Отрывок документа:
'''

А если "молодежи"[3] не предложить некую миграционную модель (не обязательно маятниковую), то она так и будет фланировать от тусовки к тусовке, от страны к стране хаотичным образом без штанов и крыши, и выживать кому как повезет, то при чем здесь социальная инженерия и проектная работа? Эта молодежь уже сейчас ничем не отличается от детей, посланных в крестовый поход, и чувствует это – крестовый поход длиною в жизнь за счастьем "чаши Грааля", которой нет. Иллюзорность этой чепухи чувствуют даже школьники.

Также пока что открытым является вопрос, насколько межгородская миграция способна становиться маятниковой. Мне известны примеры международной маятниковой миграции бизнесменов. Но вот условия перехода "фланирующее-маятниковое" пока что не определены, а эта оппозиция толком не рассмотрена. Дальнейшее прояснение здесь намекает на интересные возможности. Скорее, такой переход зависит от устойчивости личных деловых связей и роста макроэкономической инфраструктурной обеспеченности.

'''

Что нужно сделать:
[1] Переведите на английский это предложение из отрывка о миграции: «Мне известны примеры международной маятниковой миграции бизнесменов.»
[2] Отредактируйте отрывок о миграции: перепишите участок от «Также пока что» до «макроэкономической инфраструктурной обеспеченности.», поставив «предпринимателей» вместо «бизнесменов».
[3] От чего, судя по отрывку о миграции, скорее всего зависит переход от фланирующей миграции к маятниковой?

Показанные записи:
'''

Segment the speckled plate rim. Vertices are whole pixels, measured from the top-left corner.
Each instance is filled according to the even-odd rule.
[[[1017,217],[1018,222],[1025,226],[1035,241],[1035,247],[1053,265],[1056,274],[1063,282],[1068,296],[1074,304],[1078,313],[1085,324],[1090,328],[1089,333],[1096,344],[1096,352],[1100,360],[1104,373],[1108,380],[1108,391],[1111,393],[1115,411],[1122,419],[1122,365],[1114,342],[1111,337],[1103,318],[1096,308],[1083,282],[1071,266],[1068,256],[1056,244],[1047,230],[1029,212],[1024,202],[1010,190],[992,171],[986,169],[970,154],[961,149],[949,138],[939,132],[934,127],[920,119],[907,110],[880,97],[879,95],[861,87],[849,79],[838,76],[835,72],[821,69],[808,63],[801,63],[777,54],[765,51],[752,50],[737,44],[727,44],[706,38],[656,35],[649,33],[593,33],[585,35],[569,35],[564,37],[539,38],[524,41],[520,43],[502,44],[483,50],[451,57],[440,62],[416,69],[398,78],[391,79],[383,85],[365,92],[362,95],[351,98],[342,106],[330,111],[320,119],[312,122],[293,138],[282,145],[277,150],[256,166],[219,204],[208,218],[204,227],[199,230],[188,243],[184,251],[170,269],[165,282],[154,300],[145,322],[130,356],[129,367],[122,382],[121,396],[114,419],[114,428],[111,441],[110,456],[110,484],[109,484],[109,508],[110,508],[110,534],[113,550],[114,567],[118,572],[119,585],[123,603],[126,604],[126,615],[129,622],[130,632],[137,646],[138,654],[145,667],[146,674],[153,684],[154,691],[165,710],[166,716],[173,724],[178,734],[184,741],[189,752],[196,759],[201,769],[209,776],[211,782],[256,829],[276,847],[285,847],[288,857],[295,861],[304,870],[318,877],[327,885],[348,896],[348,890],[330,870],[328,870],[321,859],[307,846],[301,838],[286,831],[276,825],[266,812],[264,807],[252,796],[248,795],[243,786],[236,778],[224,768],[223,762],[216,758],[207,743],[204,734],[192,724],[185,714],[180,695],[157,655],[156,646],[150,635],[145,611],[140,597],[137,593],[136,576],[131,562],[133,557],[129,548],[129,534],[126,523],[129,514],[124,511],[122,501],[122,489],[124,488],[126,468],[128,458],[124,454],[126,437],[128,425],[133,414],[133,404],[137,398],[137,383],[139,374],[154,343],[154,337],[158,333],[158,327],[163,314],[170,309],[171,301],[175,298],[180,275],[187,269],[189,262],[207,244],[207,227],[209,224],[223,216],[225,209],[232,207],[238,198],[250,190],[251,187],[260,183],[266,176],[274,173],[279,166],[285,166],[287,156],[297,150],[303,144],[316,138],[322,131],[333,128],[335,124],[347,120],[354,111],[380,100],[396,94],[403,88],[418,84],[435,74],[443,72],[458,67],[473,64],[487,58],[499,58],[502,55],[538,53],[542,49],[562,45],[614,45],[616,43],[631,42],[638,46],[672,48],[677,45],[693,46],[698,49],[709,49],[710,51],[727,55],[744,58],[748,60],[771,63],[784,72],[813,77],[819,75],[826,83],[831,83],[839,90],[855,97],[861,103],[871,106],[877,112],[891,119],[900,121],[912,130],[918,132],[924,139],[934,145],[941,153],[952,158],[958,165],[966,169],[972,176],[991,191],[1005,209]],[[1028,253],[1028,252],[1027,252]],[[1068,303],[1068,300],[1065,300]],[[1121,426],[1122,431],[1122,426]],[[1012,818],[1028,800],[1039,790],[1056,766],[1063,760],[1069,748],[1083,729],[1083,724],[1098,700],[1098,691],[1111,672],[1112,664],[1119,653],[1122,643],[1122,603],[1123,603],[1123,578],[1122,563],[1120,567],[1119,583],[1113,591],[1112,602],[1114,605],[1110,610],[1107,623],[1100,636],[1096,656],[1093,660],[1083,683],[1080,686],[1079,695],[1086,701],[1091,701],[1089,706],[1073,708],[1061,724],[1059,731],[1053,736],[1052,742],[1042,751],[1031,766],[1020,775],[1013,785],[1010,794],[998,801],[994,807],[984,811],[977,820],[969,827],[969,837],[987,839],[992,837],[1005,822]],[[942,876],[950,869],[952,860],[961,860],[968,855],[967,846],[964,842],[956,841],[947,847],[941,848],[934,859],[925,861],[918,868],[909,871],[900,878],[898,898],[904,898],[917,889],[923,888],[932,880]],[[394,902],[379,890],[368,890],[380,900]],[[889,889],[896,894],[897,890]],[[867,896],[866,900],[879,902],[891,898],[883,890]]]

'''
'''

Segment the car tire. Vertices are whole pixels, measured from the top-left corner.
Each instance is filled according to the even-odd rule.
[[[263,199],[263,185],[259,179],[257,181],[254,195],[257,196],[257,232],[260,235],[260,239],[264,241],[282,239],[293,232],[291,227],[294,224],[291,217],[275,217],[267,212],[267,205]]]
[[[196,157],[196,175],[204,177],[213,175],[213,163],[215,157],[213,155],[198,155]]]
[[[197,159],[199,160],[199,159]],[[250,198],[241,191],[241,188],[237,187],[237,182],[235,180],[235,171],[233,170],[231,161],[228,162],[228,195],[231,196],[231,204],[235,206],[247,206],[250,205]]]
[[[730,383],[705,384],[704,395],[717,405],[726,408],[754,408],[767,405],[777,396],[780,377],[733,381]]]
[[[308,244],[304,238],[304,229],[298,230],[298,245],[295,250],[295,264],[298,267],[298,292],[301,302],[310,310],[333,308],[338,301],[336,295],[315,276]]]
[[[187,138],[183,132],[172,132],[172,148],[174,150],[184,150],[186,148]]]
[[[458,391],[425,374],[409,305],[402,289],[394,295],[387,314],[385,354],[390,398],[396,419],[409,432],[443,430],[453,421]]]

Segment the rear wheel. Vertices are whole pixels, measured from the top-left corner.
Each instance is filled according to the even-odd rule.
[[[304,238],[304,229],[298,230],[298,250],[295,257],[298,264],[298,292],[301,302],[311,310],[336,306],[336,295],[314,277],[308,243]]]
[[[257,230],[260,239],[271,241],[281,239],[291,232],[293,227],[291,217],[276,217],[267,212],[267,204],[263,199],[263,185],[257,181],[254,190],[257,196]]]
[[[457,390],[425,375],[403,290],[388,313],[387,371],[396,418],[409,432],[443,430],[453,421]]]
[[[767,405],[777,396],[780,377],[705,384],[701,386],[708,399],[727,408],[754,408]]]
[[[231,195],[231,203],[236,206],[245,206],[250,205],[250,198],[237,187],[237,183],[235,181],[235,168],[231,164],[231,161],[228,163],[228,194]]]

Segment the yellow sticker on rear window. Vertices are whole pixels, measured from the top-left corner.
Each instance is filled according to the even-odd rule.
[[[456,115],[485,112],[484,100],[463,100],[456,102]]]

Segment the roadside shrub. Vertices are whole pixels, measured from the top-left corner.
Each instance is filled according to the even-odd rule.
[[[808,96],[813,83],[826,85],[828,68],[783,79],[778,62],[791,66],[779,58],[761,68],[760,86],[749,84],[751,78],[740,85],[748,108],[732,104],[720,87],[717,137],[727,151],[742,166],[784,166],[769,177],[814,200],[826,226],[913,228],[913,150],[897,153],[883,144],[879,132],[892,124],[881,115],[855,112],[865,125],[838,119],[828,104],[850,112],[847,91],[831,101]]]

'''

Ответы:
[1] I know of examples of international pendulum migration among businesspeople.

[2]
Также пока что открытым является вопрос, насколько межгородская миграция способна становиться маятниковой. Мне известны примеры международной маятниковой миграции предпринимателей. Но вот условия перехода "фланирующее-маятниковое" пока что не определены, а эта оппозиция толком не рассмотрена. Дальнейшее прояснение здесь намекает на интересные возможности. Скорее, такой переход зависит от устойчивости личных деловых связей и роста макроэкономической инфраструктурной обеспеченности.

[3] От устойчивости личных деловых связей и роста макроэкономической инфраструктурной обеспеченности.